Разговор о писательстве был продолжен значительно позже – уже в 78-м. Тогда я впервые узнал, что отец ведет дневники. Он показал свои наброски к «Трагическому артисту» и попросил запись Пятой симфонии Шостаковича в исполнении Е.А. Мравинского. Пока я разбирался в непростом его почерке, отец внимательно слушал поскрипывающую пластинку: «Кажется, в своих ассоциациях я не ошибся. Вот опять эта девочка-чертик из феллиниевского фильма… Главное, чтобы никто никогда не прочитал этих записей! В особенности – Мравинский!..» На чтении других рукописей я не настаивал, а он долгое время не предлагал – я только иногда подглядывал за тем, как он склонялся над толстым ежедневником.
Необходимость в консультациях у него периодически возникала. И тогда из его комнаты раздавалось: «Напомни, пожалуйста, этот „исполинский сапог“ – это когда он писал о пианисте Гаврилове. Или вдруг: „Что это за цитата? Выписал – и не могу вспомнить: „Мы на земле недолго, мы делаем много дел дурных и говорим слов дурных“. Кажется, из „Карамазовых“. А вдруг не из «Карамазовых“?
Итак, первые записи появились в 74-м. А последняя – в 94-м – за две недели до его ухода. Охвачен период в двадцать лет. Хотя на самом деле в этих дневниках – вся его жизнь: и детство, и учеба в Школе-Студии, которые даны ретроспективно.
Ко многим этюдам – он их чаще всего так называл – возвращался по нескольку раз. Наиболее плодотворными были 90–93-е годы, когда переделывалось или дописывалось то, что было начато раньше. Некоторые записи появились в книге А. Караулова «Олег Борисов». Однако они не удовлетворяли отца, и он с большим азартом принялся за переделки. Много времени проводил со Словарем Даля, а в один момент стал подумывать и о названии для всей книги. Остановился на таком: «Без знаков препинания».

| Задача |
Повторите дословно часть фрагмента о дневниках отца: от слов «Разговор о писательстве» до слов «над толстым ежедневником.» включительно. Записи здесь никакой роли не играют.

| Исходные записи |
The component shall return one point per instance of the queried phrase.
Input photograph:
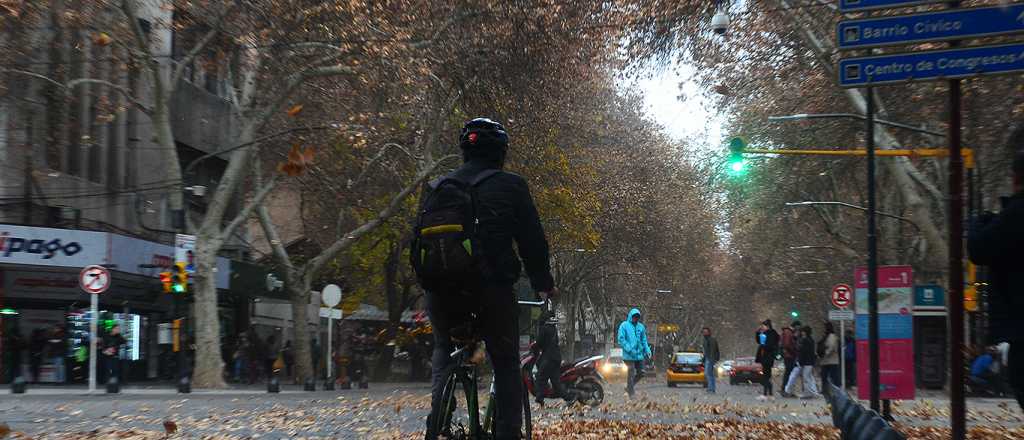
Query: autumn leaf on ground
(170, 427)
(298, 161)
(101, 39)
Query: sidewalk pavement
(159, 389)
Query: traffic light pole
(872, 259)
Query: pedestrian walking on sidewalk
(829, 357)
(270, 355)
(112, 352)
(56, 350)
(805, 365)
(767, 340)
(633, 341)
(790, 350)
(712, 356)
(995, 242)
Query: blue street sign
(852, 5)
(936, 64)
(947, 25)
(929, 297)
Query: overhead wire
(285, 44)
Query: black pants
(634, 371)
(1017, 370)
(790, 364)
(548, 375)
(498, 324)
(113, 367)
(766, 366)
(829, 374)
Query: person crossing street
(633, 341)
(712, 356)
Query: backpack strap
(483, 175)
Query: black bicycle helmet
(482, 133)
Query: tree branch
(200, 46)
(243, 216)
(293, 83)
(317, 263)
(124, 91)
(273, 239)
(378, 158)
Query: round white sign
(94, 279)
(331, 295)
(842, 296)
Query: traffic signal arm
(920, 152)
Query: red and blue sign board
(895, 333)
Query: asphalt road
(397, 410)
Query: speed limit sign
(841, 296)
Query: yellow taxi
(686, 367)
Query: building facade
(84, 181)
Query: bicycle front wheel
(440, 423)
(527, 424)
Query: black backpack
(446, 250)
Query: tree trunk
(570, 313)
(165, 137)
(394, 308)
(209, 364)
(209, 371)
(299, 293)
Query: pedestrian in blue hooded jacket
(633, 341)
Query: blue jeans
(710, 375)
(58, 371)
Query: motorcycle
(580, 378)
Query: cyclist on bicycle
(505, 215)
(550, 359)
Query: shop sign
(42, 284)
(50, 247)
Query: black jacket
(711, 350)
(807, 355)
(508, 216)
(997, 243)
(547, 345)
(766, 352)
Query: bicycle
(467, 356)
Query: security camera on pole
(842, 297)
(331, 296)
(94, 280)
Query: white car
(725, 367)
(612, 366)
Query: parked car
(612, 367)
(686, 367)
(724, 368)
(744, 369)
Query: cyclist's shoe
(479, 354)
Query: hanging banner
(895, 333)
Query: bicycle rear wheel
(440, 424)
(527, 424)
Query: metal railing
(856, 423)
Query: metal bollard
(113, 386)
(18, 386)
(184, 385)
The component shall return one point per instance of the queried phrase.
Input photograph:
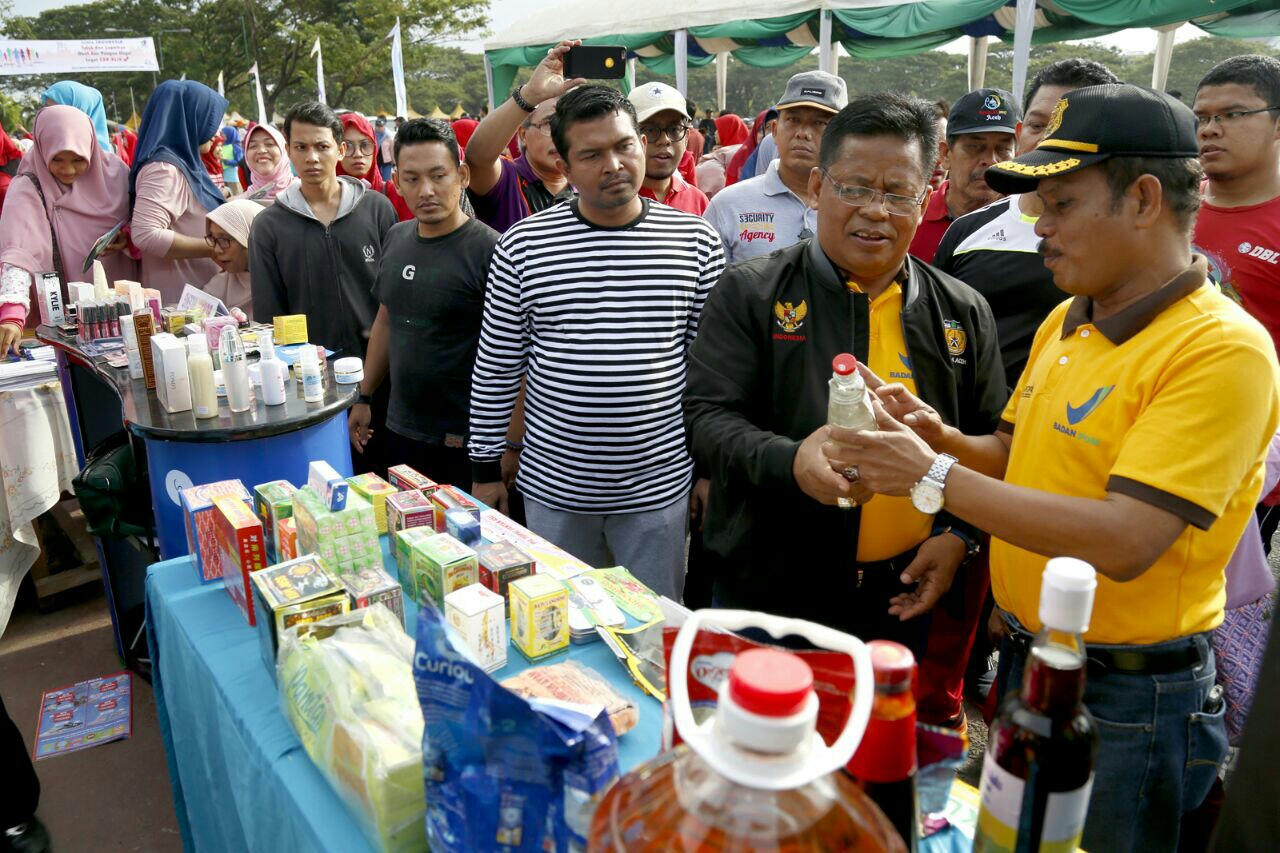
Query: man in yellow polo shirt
(1134, 439)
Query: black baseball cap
(1097, 122)
(984, 110)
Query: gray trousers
(650, 544)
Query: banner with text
(69, 55)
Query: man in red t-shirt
(664, 126)
(1238, 228)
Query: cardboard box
(479, 616)
(502, 562)
(293, 593)
(243, 550)
(273, 502)
(408, 509)
(405, 479)
(539, 616)
(440, 564)
(373, 585)
(197, 507)
(446, 498)
(374, 489)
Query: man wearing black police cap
(981, 131)
(1134, 441)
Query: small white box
(480, 616)
(173, 384)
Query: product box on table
(273, 502)
(406, 479)
(374, 489)
(197, 512)
(408, 509)
(539, 616)
(479, 615)
(293, 593)
(502, 562)
(440, 564)
(371, 585)
(446, 498)
(241, 542)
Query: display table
(37, 463)
(179, 450)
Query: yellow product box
(539, 616)
(374, 489)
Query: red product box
(444, 498)
(242, 547)
(197, 515)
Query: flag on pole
(261, 105)
(398, 71)
(315, 51)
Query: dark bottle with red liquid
(885, 762)
(1038, 770)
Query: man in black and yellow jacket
(755, 406)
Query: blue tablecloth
(241, 780)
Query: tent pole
(682, 62)
(1164, 54)
(977, 62)
(721, 81)
(824, 40)
(1023, 26)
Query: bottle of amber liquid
(1038, 770)
(885, 762)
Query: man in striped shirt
(595, 302)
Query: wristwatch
(927, 495)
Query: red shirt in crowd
(682, 196)
(937, 219)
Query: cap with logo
(650, 99)
(1097, 122)
(984, 110)
(819, 90)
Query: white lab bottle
(200, 368)
(234, 370)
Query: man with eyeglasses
(772, 211)
(664, 126)
(755, 406)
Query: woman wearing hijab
(172, 190)
(87, 100)
(266, 165)
(360, 160)
(227, 235)
(67, 194)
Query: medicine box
(293, 593)
(539, 616)
(240, 539)
(197, 512)
(478, 614)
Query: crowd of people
(616, 319)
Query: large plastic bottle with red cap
(757, 775)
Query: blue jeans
(1161, 740)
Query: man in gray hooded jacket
(318, 249)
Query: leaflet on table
(85, 715)
(551, 560)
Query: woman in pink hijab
(67, 194)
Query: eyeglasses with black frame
(1224, 118)
(675, 132)
(856, 196)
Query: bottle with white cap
(1038, 770)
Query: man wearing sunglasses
(755, 406)
(664, 126)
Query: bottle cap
(769, 683)
(1066, 594)
(844, 365)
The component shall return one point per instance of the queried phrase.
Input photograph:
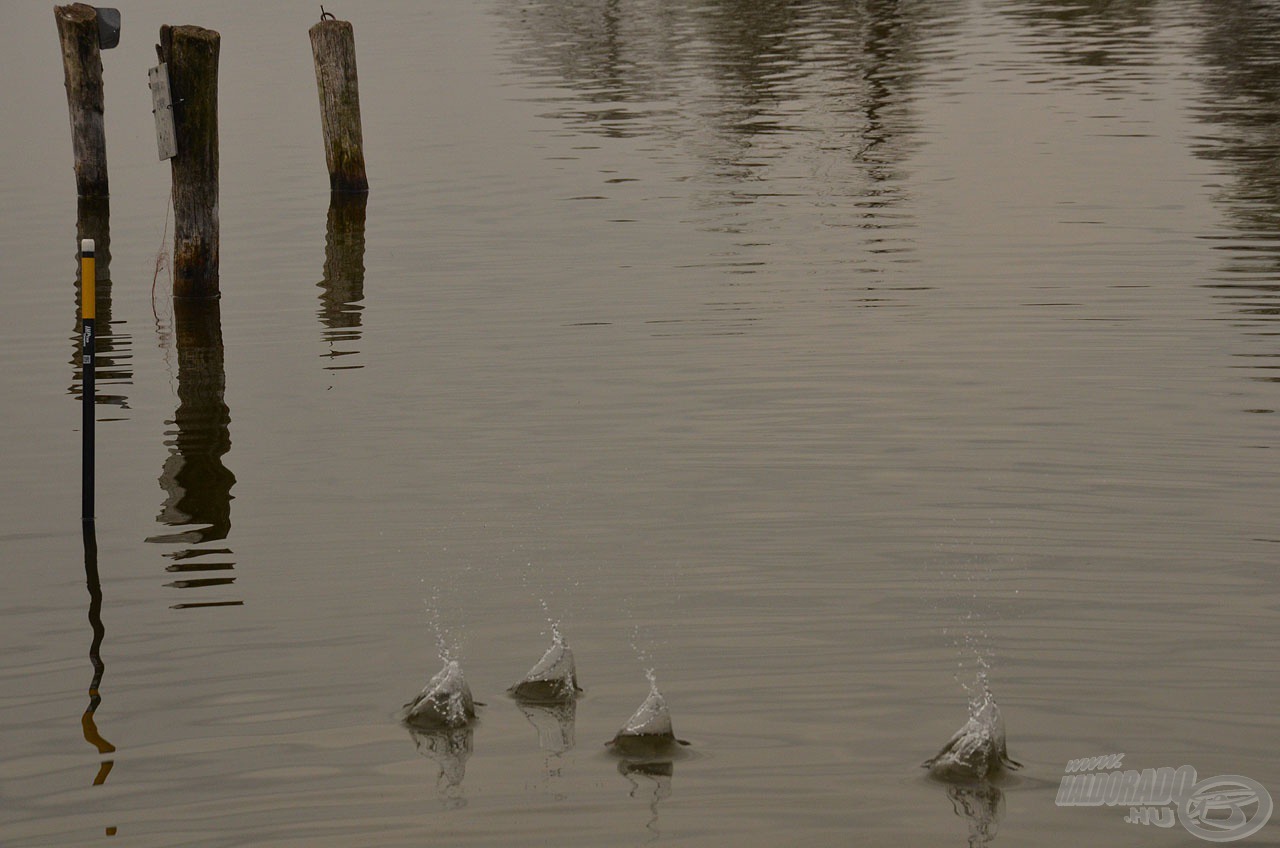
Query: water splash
(444, 702)
(648, 733)
(553, 679)
(978, 750)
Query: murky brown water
(814, 355)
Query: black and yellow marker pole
(88, 297)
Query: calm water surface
(818, 356)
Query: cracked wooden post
(191, 55)
(82, 67)
(333, 44)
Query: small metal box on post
(333, 45)
(161, 106)
(190, 57)
(85, 32)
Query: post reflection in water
(114, 349)
(343, 285)
(197, 483)
(88, 726)
(448, 748)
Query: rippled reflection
(554, 724)
(1242, 110)
(982, 806)
(448, 748)
(88, 723)
(782, 106)
(343, 285)
(197, 483)
(114, 349)
(1102, 35)
(650, 782)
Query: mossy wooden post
(82, 65)
(333, 44)
(191, 54)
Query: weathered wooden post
(333, 44)
(191, 57)
(82, 67)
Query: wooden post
(82, 67)
(191, 54)
(333, 44)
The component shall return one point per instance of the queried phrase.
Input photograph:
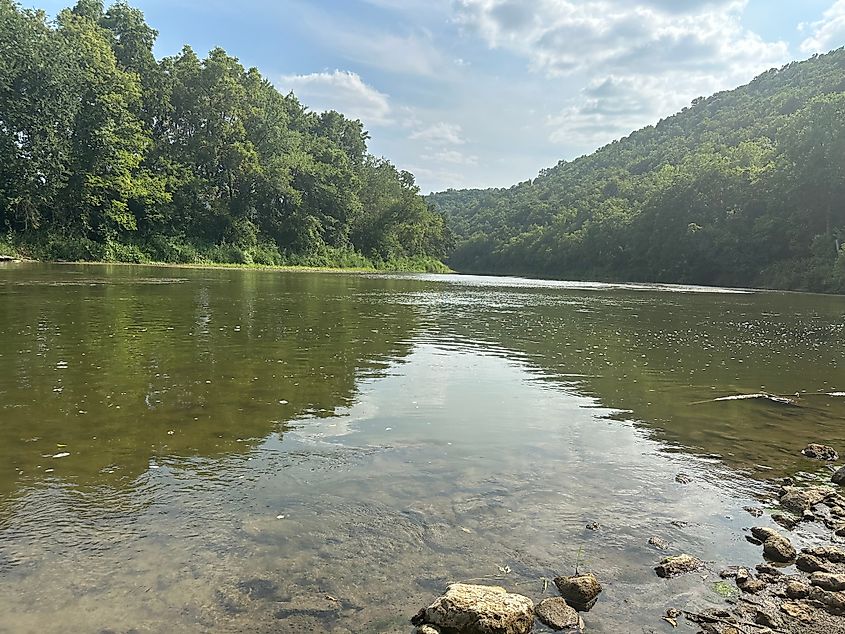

| Ответ к упражнению |
Разговор о писательстве был продолжен значительно позже – уже в 78-м. Тогда я впервые узнал, что отец ведет дневники. Он показал свои наброски к «Трагическому артисту» и попросил запись Пятой симфонии Шостаковича в исполнении Е.А. Мравинского. Пока я разбирался в непростом его почерке, отец внимательно слушал поскрипывающую пластинку: «Кажется, в своих ассоциациях я не ошибся. Вот опять эта девочка-чертик из феллиниевского фильма… Главное, чтобы никто никогда не прочитал этих записей! В особенности – Мравинский!..» На чтении других рукописей я не настаивал, а он долгое время не предлагал – я только иногда подглядывал за тем, как он склонялся над толстым ежедневником.